#### Set of tasks:
1 – Translate this sentence from the GraphFrames excerpt into Spanish: "A long time ago in a galaxy far, far away, the characters of the Star Wars franchise interacted with each other in an endless series of films."
2 – Repeat the GraphFrames excerpt word for word, from "# Create a GraphFrame" to "results = g.pageRank(resetProbability=0.01, maxIter=20)".

======== Extract provided ========

In Python we can use [*GraphFrames*](https://graphframes.github.io/graphframes/docs/_site/quick-start.html) which wraps GraphX algorithms under the DataFrames API, providing a Python interface.

- Support for multiple languages is on the works
    - For now,  available for Scala and Python
- Not yet integrated on Spark
    - Available as an external package (https://spark-packages.org/package/graphframes/graphframes)

More information:
- Project web: https://graphframes.github.io/graphframes/docs/_site/
- Python API : https://graphframes.github.io/graphframes/docs/_site/api/python/index.html


### Graphs using pyspark and GraphFrames

In [27]:
# The following example shows how to create a GraphFrame, query it, and run the PageRank algorithm.
# Source: https://graphframes.github.io/graphframes/docs/_site/quick-start.html

from pyspark.sql import SQLContext
sqlContext = SQLContext(sc)

from graphframes import *

# Create a Vertex DataFrame with unique ID column "id"
v = sqlContext.createDataFrame([
  ("a", "Alice", 34),
  ("b", "Bob", 36),
  ("c", "Charlie", 30),
], ["id", "name", "age"])
# Create an Edge DataFrame with "src" and "dst" columns
e = sqlContext.createDataFrame([
  ("a", "b", "friend"),
  ("b", "c", "follow"),
  ("c", "b", "follow"),
], ["src", "dst", "relationship"])
# Create a GraphFrame

g = GraphFrame(v, e)

# Query: Get in-degree of each vertex.
g.inDegrees.show()

# Query: Count the number of "follow" connections in the graph.
g.edges.filter("relationship = 'follow'").count()

# Run PageRank algorithm, and show results.
results = g.pageRank(resetProbability=0.01, maxIter=20)
results.vertices.select("id", "pagerank").show()



+---+--------+
| id|inDegree|
+---+--------+
|  b|       2|
|  c|       1|
+---+--------+

+---+------------------+
| id|          pagerank|
+---+------------------+
|  c|1.8994109890559092|
|  b|1.0905890109440908|
|  a|              0.01|
+---+------------------+



#Exercises

## Exercise 11.1:

A long time ago in a galaxy far, far away, the characters of the Star Wars franchise interacted with each other in an endless series of films. An ancient Jedi order, called the *Data Guardians of the Galaxy* (not affiliated to Marvel's homonym :) registered all those interactions and saved them on a digital file so that they could be studied by the forthcoming generations. This file was originally called (guess it) `sw.txt`, and you will find it in the `/data` directory.

Using pySpark, perform the following operations and answer the following questions:

1. Load the `$DRIVE_DATA/sw.txt` file. Take into account that it is a JSON file.
2. Using this information, create a graph of interactions between the Star Wars characters.
3. How many different characters are there?

======== Data ========

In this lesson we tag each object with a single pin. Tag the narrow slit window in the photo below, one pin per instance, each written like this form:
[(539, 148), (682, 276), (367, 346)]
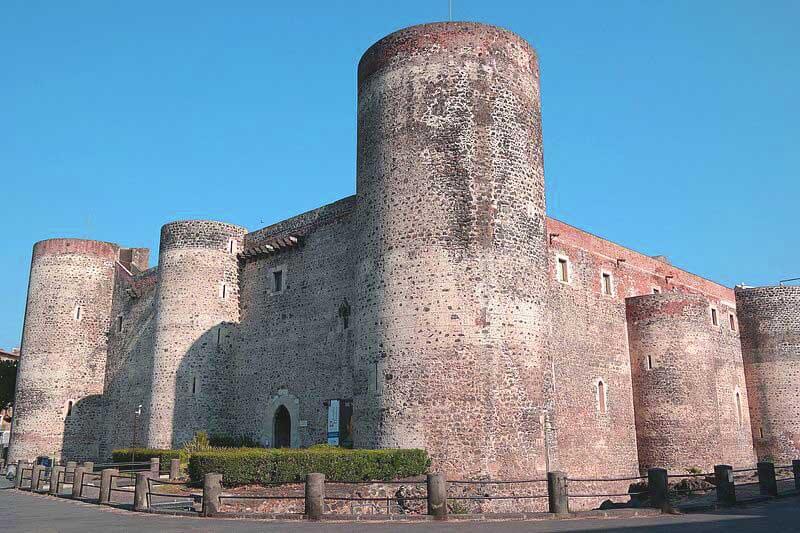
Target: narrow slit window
[(563, 270), (738, 408), (601, 396), (606, 283)]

========

#### Expected outputs:
1 – Hace mucho tiempo, en una galaxia muy, muy lejana, los personajes de la franquicia Star Wars interactuaron entre sí en una serie interminable de películas.

2 –
# Create a GraphFrame

g = GraphFrame(v, e)

# Query: Get in-degree of each vertex.
g.inDegrees.show()

# Query: Count the number of "follow" connections in the graph.
g.edges.filter("relationship = 'follow'").count()

# Run PageRank algorithm, and show results.
results = g.pageRank(resetProbability=0.01, maxIter=20)